▶ [What is required]: Copy the material below from the line that contains "Practice step: find the black frame" through its final line, both ends included, and include the requests. Scale every coordinate in the answers by 2.55 and round each result to a whole number, rounding halves up.

▶ [Material for the task]:
___

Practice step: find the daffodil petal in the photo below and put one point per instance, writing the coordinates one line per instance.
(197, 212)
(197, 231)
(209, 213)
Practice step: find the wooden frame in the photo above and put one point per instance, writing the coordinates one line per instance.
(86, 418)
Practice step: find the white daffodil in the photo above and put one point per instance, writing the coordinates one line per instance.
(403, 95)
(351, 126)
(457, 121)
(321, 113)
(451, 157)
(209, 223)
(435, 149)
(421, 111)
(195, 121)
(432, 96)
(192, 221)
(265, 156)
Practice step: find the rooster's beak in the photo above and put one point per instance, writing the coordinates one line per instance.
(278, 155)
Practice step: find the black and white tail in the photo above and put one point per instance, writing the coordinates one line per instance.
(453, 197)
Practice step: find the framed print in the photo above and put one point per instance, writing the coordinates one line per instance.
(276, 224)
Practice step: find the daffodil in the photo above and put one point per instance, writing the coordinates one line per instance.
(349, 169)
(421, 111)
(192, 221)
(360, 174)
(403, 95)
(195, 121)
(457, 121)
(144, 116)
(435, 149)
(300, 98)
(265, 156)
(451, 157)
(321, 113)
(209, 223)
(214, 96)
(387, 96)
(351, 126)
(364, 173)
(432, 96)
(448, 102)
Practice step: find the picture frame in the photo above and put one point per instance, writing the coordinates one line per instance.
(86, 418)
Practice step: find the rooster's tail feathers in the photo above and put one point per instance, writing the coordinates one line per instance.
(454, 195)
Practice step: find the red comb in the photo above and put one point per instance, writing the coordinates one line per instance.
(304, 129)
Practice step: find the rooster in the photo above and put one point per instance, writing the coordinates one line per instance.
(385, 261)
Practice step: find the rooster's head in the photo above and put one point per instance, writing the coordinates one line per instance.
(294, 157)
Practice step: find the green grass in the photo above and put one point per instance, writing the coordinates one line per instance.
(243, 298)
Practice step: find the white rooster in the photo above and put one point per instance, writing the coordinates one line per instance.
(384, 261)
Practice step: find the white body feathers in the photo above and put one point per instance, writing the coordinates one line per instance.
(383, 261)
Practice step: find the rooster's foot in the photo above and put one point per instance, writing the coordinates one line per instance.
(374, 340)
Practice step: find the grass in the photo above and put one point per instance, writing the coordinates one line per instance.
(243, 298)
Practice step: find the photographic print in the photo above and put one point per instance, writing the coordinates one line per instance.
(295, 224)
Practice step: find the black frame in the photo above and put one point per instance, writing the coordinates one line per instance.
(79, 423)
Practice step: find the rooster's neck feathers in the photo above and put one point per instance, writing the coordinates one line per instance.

___

▶ [Solution for this exercise]:
Practice step: find the black frame in the photo above and put one point per instance, writing the coordinates one line per instance.
(201, 1079)
Practice step: find the rooster's neck feathers in the photo above and put one point per instance, writing the coordinates one line per instance.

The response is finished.